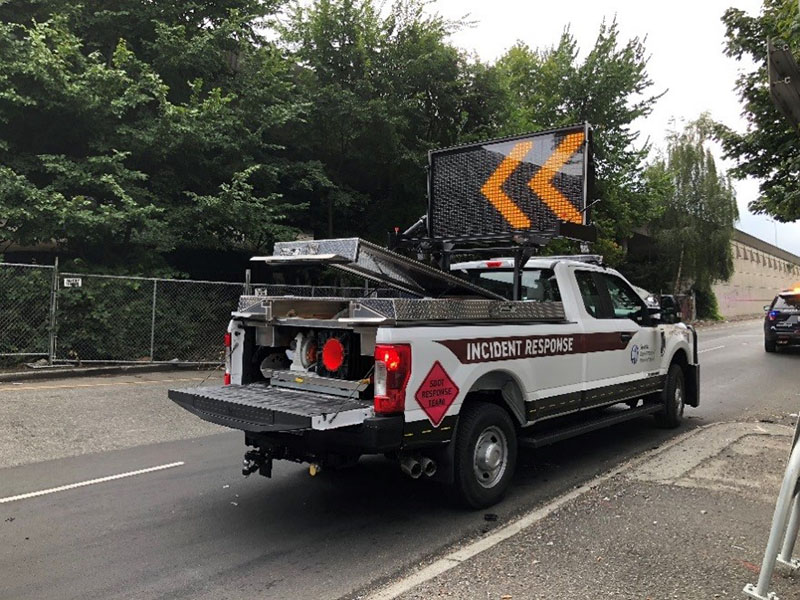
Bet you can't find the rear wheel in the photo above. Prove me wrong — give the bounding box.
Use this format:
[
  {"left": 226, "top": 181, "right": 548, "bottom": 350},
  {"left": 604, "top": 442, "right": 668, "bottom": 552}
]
[
  {"left": 654, "top": 363, "right": 686, "bottom": 429},
  {"left": 455, "top": 402, "right": 517, "bottom": 508}
]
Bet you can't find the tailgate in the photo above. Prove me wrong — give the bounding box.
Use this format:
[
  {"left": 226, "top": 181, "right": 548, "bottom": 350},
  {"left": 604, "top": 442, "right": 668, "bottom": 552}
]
[{"left": 169, "top": 383, "right": 372, "bottom": 432}]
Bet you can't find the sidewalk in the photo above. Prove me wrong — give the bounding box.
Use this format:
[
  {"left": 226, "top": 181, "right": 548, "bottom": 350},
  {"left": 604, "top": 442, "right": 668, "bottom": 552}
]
[{"left": 369, "top": 423, "right": 800, "bottom": 600}]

- - - - - - -

*What is asked*
Reproduce all of the records above word for word, leaving out the pictures.

*Worked answer*
Bet you can't find the rear wheel in the photo above. Prove me wrong — give the bounding box.
Use this format:
[
  {"left": 226, "top": 181, "right": 548, "bottom": 350},
  {"left": 604, "top": 442, "right": 668, "bottom": 552}
]
[
  {"left": 654, "top": 363, "right": 686, "bottom": 429},
  {"left": 455, "top": 402, "right": 517, "bottom": 508}
]
Bet you can't find the tailgate in the photo above. Prove me wrong — give the bounding box.
Use this format:
[
  {"left": 226, "top": 181, "right": 548, "bottom": 350},
  {"left": 604, "top": 442, "right": 668, "bottom": 552}
]
[{"left": 169, "top": 383, "right": 372, "bottom": 432}]
Bet you can't find the sidewalk in the photo above. Prove me wrong — give the bounding box.
Use this format:
[
  {"left": 226, "top": 181, "right": 548, "bottom": 350},
  {"left": 604, "top": 442, "right": 668, "bottom": 552}
]
[{"left": 369, "top": 423, "right": 800, "bottom": 600}]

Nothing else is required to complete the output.